* _Input_

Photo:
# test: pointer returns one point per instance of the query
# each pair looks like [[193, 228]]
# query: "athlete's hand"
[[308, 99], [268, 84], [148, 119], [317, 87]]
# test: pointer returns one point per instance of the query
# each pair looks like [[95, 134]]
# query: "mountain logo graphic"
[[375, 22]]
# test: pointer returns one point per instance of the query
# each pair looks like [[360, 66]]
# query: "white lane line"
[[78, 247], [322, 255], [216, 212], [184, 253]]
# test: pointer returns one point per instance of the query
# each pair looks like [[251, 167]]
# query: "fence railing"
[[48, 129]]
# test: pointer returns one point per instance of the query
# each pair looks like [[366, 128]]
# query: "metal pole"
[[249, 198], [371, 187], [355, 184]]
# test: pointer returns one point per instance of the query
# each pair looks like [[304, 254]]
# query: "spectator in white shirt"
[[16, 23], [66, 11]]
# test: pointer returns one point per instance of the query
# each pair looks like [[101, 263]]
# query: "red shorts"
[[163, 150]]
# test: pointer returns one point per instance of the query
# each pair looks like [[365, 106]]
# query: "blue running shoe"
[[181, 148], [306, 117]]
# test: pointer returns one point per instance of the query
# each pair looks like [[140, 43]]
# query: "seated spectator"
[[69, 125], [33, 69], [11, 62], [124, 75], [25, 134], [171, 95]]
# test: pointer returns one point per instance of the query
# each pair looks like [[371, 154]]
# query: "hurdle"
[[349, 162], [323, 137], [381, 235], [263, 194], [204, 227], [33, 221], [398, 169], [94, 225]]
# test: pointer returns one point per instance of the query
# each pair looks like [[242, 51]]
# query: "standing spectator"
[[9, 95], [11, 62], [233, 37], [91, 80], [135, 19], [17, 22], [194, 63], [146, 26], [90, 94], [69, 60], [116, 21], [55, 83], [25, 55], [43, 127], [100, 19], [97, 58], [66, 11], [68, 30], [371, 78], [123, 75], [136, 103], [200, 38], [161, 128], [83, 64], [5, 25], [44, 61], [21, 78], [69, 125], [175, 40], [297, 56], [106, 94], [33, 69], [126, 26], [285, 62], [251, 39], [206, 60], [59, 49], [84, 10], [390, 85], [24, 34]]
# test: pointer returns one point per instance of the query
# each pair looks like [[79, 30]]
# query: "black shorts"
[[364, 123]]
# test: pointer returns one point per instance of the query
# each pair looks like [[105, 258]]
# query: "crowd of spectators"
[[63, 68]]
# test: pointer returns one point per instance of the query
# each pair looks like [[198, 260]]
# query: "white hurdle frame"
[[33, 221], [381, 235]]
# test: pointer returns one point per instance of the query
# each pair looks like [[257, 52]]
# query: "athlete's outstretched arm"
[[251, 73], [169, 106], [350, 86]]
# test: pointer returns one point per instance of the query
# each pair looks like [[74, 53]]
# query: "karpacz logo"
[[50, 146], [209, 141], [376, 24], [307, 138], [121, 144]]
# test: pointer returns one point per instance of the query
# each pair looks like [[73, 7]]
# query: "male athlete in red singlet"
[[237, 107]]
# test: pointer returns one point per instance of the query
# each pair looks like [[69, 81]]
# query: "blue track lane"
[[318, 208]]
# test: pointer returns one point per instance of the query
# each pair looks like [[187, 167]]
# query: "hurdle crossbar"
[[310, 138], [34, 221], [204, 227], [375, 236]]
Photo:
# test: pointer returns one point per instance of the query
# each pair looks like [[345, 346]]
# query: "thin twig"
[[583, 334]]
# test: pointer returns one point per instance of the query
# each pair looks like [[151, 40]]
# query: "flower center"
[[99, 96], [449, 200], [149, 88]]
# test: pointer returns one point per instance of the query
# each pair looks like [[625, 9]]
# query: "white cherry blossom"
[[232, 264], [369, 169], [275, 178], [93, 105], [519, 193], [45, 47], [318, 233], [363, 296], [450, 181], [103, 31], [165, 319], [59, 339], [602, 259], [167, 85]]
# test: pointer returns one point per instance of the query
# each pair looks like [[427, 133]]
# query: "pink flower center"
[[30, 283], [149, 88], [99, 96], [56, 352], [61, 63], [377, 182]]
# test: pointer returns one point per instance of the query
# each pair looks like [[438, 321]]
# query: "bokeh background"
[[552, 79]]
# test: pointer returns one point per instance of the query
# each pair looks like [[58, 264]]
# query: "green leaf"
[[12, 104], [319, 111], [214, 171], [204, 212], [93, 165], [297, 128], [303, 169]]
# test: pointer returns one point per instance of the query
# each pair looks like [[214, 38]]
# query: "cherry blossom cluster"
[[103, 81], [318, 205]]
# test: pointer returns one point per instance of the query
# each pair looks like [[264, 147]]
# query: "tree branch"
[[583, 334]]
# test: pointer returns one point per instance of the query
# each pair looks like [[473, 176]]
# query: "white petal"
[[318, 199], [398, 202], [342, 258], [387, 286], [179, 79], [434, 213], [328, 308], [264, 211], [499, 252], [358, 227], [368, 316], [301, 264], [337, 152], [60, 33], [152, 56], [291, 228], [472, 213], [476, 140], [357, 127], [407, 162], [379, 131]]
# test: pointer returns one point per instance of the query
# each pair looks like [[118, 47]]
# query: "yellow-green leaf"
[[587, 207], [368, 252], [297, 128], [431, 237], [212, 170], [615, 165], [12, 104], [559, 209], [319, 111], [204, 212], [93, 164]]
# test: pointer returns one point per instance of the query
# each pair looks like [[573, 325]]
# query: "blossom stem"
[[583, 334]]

* _What you will do_
Can you reproduce word for word every line of the records, from the very first one up to and including the line that contains "[[249, 198], [371, 187], [355, 184]]"?

* _Written solution_
Photo:
# test: pointer returns one point per instance of the query
# each pair looks like [[193, 228]]
# query: "athlete's hand"
[[308, 99], [268, 84], [148, 119], [317, 87]]
# test: pointer returns one point per instance of the query
# each pair looks like [[95, 134]]
# query: "mountain logo graphic"
[[375, 22]]
# test: pointer returns one point per instance of the query
# each pair looks like [[360, 66]]
# query: "white lane line"
[[78, 247], [322, 255], [216, 212], [184, 253]]
# test: pointer returns one point per instance of the query
# each pair looks like [[251, 167]]
# query: "fence railing"
[[48, 129]]
# test: pointer returns one point per instance of the query
# each pair looks like [[366, 128]]
# query: "metal pole"
[[249, 198], [371, 187], [355, 184]]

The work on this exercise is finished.